- _Short problem_
Copy each entry as it stands, leaving nothing out.

- _Material for this task_
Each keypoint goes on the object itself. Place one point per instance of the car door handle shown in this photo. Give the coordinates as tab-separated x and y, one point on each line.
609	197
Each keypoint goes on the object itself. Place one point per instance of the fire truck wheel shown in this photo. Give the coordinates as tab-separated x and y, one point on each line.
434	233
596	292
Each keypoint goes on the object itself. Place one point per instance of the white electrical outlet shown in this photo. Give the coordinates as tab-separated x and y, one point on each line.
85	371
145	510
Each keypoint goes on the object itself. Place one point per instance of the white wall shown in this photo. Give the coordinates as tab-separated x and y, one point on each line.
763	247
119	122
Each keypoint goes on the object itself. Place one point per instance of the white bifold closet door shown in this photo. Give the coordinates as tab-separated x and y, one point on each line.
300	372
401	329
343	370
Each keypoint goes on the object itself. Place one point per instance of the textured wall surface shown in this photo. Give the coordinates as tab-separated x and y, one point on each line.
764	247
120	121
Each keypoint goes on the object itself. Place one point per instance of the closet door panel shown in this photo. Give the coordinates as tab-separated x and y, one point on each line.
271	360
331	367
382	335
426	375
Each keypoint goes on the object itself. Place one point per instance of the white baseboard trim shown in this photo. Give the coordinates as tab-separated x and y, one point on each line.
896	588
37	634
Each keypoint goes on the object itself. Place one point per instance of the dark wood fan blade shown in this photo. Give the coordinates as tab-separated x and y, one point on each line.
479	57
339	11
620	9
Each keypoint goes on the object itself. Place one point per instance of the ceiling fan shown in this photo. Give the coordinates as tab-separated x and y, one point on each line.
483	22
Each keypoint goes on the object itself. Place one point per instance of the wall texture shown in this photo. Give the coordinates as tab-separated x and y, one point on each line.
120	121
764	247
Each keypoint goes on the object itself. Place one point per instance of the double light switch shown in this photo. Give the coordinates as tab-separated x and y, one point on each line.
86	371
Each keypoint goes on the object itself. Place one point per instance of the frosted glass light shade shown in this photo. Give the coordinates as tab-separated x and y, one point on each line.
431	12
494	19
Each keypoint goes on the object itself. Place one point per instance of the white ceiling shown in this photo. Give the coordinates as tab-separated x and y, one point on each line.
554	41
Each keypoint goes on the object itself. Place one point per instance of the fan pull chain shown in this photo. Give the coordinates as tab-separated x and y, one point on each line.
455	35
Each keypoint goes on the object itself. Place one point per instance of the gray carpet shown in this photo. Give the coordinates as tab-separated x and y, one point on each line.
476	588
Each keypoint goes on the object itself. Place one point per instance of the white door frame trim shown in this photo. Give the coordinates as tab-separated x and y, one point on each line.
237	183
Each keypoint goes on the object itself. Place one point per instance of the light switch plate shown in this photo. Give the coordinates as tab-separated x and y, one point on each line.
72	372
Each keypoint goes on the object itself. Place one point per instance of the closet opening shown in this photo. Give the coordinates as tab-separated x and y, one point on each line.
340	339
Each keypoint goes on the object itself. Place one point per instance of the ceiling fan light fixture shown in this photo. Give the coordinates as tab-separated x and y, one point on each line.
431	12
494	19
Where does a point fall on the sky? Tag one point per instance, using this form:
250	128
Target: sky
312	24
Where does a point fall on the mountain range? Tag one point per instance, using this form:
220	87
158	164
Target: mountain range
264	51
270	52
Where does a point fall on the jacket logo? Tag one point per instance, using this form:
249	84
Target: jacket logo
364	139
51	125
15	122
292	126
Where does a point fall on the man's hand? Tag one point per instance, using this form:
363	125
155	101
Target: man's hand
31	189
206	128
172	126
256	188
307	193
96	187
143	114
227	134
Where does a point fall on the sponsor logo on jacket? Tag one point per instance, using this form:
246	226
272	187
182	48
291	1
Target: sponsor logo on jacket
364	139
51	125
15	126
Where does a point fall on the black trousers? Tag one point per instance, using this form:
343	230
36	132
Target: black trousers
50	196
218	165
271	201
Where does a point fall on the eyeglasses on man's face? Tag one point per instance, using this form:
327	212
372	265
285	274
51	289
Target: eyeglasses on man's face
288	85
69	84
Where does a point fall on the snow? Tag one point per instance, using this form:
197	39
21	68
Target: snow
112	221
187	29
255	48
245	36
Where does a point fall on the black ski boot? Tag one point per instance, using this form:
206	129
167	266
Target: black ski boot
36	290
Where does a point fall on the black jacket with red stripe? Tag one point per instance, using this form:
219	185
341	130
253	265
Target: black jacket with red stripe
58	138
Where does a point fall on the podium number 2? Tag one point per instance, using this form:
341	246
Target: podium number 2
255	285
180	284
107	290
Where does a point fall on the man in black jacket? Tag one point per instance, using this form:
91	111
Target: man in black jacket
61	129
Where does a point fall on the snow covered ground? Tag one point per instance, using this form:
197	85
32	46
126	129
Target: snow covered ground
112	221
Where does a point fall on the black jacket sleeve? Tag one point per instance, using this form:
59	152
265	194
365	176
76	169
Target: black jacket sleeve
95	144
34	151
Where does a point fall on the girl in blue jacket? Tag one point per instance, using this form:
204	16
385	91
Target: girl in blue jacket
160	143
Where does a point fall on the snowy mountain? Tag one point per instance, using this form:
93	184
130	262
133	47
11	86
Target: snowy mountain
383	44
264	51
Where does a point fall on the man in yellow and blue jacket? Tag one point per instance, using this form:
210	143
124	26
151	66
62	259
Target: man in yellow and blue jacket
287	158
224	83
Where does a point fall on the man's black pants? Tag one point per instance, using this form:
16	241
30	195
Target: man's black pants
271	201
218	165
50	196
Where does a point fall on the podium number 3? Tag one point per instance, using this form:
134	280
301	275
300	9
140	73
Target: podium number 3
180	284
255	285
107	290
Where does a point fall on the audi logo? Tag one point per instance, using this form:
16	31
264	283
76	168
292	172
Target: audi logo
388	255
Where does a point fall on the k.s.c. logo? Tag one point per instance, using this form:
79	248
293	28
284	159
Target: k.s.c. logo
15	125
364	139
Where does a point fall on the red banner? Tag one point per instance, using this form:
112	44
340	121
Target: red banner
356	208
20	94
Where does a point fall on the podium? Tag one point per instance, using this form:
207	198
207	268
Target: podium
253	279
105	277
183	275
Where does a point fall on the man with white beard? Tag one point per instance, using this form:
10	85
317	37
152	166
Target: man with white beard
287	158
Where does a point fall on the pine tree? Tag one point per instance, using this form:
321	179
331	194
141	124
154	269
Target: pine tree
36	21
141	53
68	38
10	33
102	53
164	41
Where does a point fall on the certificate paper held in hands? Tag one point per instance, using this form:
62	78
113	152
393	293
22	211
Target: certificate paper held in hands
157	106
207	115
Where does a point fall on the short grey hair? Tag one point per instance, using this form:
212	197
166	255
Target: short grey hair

- _Task response_
Each keypoint goes on the object itself. Place one point per instance of the car door handle shown in this photo. Give the coordinates as tab-separated x and y, one point on each line.
609	197
Each keypoint goes on the object itself. Place one point per instance of the fire truck wheel shown in this photo. Give the coordinates as tab-separated x and y, one point on each line.
434	233
596	292
Each keypoint goes on the object itself. Place one point per instance of the white electrical outlet shown in this photo. Give the coordinates as tab-separated x and y, one point on each line.
85	371
145	510
Each keypoint goes on the object itself. Place one point per instance of the white wall shown in this photo. Give the coordinates as tab-separated x and y, one point on each line.
763	247
119	122
Each keypoint goes on the object itself. Place one point per instance of the white bifold closet door shown in this photo. Give the coordinates as tab-separated x and y, one point on each line.
300	372
401	329
343	370
Each keypoint goes on the object itself. Place one point per instance of the textured wall surface shown in this photo. Give the coordinates as tab-separated x and y, one point on each line.
764	247
120	121
Each keypoint goes on the object itself. Place one point per instance of the closet door panel shown in this photo. Give the coordinates as tab-separated x and y, one point on each line.
271	360
331	367
382	335
426	375
Each keypoint goes on the object itself. Place one point per instance of the white baseboard trim shown in this photo. Give the coordinates as tab-separated x and y, one point on each line.
896	588
37	634
Each keypoint goes on the object itself. Place one point per instance of the dark wood fan blade shown in this photo. Give the coordinates as tab-separated x and y, one point on each line.
479	57
339	11
620	9
Each keypoint goes on the object itself. Place one point per instance of the ceiling fan shown in this photo. Give the coordinates as tab-separated x and y, one point on each line.
483	22
Each keypoint goes on the object itself. Place one point per instance of the wall texture shown in this photo. Give the coordinates as tab-separated x and y, one point on each line.
120	121
764	247
Each keypoint goes on the object itself. Place one point per instance of the double light switch shown in this photo. Give the coordinates as tab-separated x and y, one point on each line.
86	371
Each keypoint goes on the object itself. Place one point per instance of the frosted glass light shade shown in this photo. Give the coordinates as tab-separated x and y, one point on each line.
431	12
494	19
Each keypoint goes on the object itself. Place one point per instance of the white ceiling shown in this photo. Give the coordinates as tab-separated x and y, one point on each line.
554	41
Each keypoint goes on the object itself. Place one point per instance of the fan pull chain shown in this photo. Give the coordinates as tab-separated x and y, one point on each line.
455	35
Each keypoint goes on the object itself. Place one point per instance of the gray carpet shown in this photo. Give the coordinates as tab-separated x and y, one point on each line.
476	588
Each keypoint goes on the object itself. Place one point per instance of the white door frame trim shown in this photo. Give the coordinates as tab-separated x and y, one point on each line.
237	183
Each keypoint goes on the object itself. Place one point per instance of the light switch plate shown in this photo. Give the coordinates as tab-separated x and y, one point on each line.
72	372
Each keypoint goes on the object itself. Place one point per instance of the closet opening shown in this photo. Give the coordinates as tab-separated x and y, one point on each line.
340	339
Each keypoint goes on the object itself. Place one point per instance of the ceiling fan light fixture shown in this photo. Give the coordinates as tab-separated x and y, one point on each line.
431	12
494	19
Where does a point fall on the sky? Tag one point per instance, using this form:
250	128
Target: sky
312	24
Where does a point fall on the mountain range? Tag one point per instance, using this form:
220	87
158	164
Target: mountain range
264	51
270	52
Where does a point fall on the jacket logo? Tag one point per instance, using this form:
249	84
Target: jacket logo
364	139
51	125
15	122
292	126
Where does a point fall on the man's hand? Tag one point per instance, using this form:
363	125
155	101
Target: man's hand
31	189
206	128
172	126
256	188
307	193
96	187
143	114
227	134
Where does a point fall on the sponsor logo on jacket? Tag one point per instance, using this form:
246	226
272	187
182	48
291	1
Target: sponsor logo on jacket
364	139
51	125
15	126
Where does a point fall on the black trousers? Tag one point per instance, using this form:
343	230
36	132
Target: black trousers
50	196
218	165
271	201
Where does a point fall on the eyeglasses on man's face? Tag one point per instance, using this form:
327	212
372	265
285	274
51	289
Target: eyeglasses on man's face
288	85
69	84
Where does a point fall on the snow? Tag one point per instance, using this form:
197	39
21	68
Target: snow
112	221
187	29
255	48
245	36
Where does a point fall on the black ski boot? Tag one point per instance, using this form:
206	129
167	266
Target: black ski boot
36	290
Where does a point fall on the black jacket with red stripe? Tag one point per instance, using this form:
219	185
341	130
253	265
Target: black jacket with red stripe
58	138
Where does a point fall on the podium number 2? Tag one point per instance, using this form:
341	246
Target: podium number 2
255	285
180	284
107	290
Where does a point fall on the man in black jacket? Tag one point per instance, using this form:
91	111
Target: man in black jacket
61	129
Where does a point fall on the snow covered ground? Tag one point per instance, using this form:
197	85
32	46
126	129
Target: snow covered ground
112	221
Where does a point fall on the black jacket sleeve? Tag one point per instance, using this form:
59	152
265	194
365	176
76	169
Target: black jacket sleeve
95	144
34	151
Where does a point fall on the girl in blue jacket? Tag one point per instance, using this form:
204	16
385	91
Target: girl in blue jacket
160	143
Where does a point fall on the snowy mountain? Tag one point per instance, using this form:
93	184
130	262
133	47
11	86
Target: snowy mountain
383	44
264	51
Where does a point fall on the man in yellow and blue jacket? Tag one point per instance, using this form:
210	143
124	26
151	66
62	259
Target: man in yellow and blue jacket
287	158
224	83
Where does a point fall on the man's black pants? Tag one point per instance, using this form:
16	241
30	195
Target: man's black pants
271	201
218	165
50	196
Where does a point fall on the podium number 3? Tag one point per instance, using this form:
134	280
301	275
300	9
140	73
Target: podium number 3
180	284
255	285
107	290
Where does a point fall on the audi logo? Tag one point per instance, using this form:
16	31
264	283
76	168
292	172
Target: audi logo
388	255
Where does a point fall on the k.s.c. logo? Tag one point per instance, using this form:
79	248
293	28
284	159
Target: k.s.c. logo
15	125
364	139
Where does a point fall on the red banner? Tag one point per instance, using this form:
112	44
340	121
Target: red banner
356	208
20	94
Where does a point fall on the podium? Tag one point per instance, using this form:
207	198
207	268
Target: podium
253	279
105	277
183	275
Where does a point fall on the man with white beard? Tag one point per instance, using this form:
10	85
317	37
152	166
Target: man with white beard
287	158
Where does a point fall on the pine tree? Tag one point per instance, using this form:
321	179
331	194
141	124
154	269
Target: pine tree
36	21
141	53
68	38
10	33
102	53
164	41
Where does a point fall on the certificate paper held in hands? Tag one point per instance, using this form:
62	78
113	152
393	293
22	211
Target: certificate paper held in hands
157	106
207	115
Where does a point fall on the short grey hair? Tag one point per instance, using this form:
212	197
166	255
Target: short grey hair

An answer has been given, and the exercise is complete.